Given instruction →
Give the rows below, from the line containing "Could you point out the smiling" through the line containing "<point>640,558</point>", as a JSON list of strings with one string per line and blank lines left out.

Entries →
--- --- ---

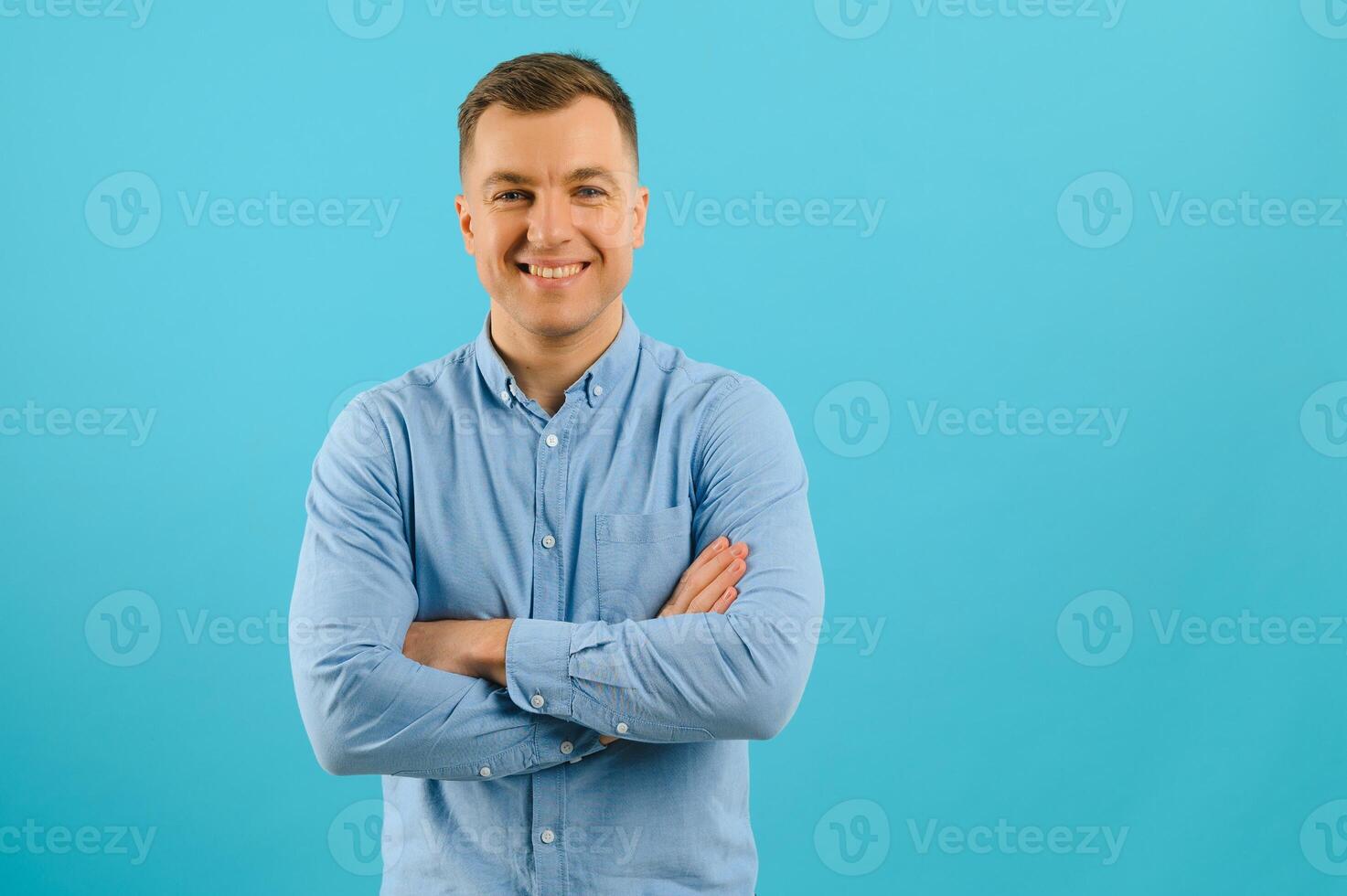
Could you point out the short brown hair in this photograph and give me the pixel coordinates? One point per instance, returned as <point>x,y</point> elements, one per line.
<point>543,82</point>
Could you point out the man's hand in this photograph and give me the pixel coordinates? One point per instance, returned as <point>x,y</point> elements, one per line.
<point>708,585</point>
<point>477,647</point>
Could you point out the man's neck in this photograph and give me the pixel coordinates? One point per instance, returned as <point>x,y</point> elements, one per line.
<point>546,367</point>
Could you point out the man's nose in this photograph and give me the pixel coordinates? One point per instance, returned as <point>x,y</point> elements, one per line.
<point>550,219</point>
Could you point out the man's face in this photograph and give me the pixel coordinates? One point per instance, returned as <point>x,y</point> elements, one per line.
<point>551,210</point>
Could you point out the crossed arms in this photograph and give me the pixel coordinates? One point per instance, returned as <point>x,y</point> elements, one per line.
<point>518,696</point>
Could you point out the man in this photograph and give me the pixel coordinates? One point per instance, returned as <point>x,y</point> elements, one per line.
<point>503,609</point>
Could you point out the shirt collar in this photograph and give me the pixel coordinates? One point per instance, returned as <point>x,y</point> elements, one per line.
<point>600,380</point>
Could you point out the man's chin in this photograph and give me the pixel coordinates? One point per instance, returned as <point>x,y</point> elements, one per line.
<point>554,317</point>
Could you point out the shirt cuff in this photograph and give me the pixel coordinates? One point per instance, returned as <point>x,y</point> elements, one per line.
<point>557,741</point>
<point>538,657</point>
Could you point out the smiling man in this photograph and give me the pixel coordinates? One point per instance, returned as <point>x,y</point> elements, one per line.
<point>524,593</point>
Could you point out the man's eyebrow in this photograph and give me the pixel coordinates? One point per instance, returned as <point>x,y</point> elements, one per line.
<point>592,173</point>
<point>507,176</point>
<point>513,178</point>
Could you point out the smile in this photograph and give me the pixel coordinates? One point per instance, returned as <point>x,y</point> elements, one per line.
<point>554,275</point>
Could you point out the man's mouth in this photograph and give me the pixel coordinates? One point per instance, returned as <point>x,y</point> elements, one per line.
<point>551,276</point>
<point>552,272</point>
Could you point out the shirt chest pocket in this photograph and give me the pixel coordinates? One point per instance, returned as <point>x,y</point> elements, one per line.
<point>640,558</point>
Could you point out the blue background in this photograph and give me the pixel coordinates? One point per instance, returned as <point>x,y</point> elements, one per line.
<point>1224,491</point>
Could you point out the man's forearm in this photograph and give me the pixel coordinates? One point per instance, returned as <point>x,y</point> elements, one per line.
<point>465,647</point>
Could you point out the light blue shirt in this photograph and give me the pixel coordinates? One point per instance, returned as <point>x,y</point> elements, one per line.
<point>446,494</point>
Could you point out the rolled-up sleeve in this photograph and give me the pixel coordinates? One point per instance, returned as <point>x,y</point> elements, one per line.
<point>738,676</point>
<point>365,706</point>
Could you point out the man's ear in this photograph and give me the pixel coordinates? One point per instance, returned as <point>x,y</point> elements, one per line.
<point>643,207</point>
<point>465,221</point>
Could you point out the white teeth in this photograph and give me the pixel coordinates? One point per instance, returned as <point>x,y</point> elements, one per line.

--- --- ---

Response →
[
  "Could you point out the smiling man in this photograph and give me the pixel coordinates? One point per instance, returned as <point>x,y</point> elements, one per line.",
  "<point>524,593</point>",
  "Could you point out the man's eyebrow in this photograph and give me the pixel coordinates? One point per instance, returned as <point>x,y</point> elements, one per line.",
  "<point>592,173</point>",
  "<point>507,176</point>",
  "<point>513,178</point>",
  "Could you point out the smile in this photograph and give me the pixel coordinates? One point per instance, returned as <point>x,y</point> elements, one per line.",
  "<point>554,275</point>",
  "Could you point out the man's mouth in this photograph and give me the pixel coordinates? One point per instance, returned as <point>x,y</point> elements, one per line.",
  "<point>551,276</point>",
  "<point>552,272</point>",
  "Could you point out the shirt chest pocket in this photograph and give me the pixel coordinates? One point per instance, returned as <point>x,y</point> elements, one per line.",
  "<point>640,558</point>"
]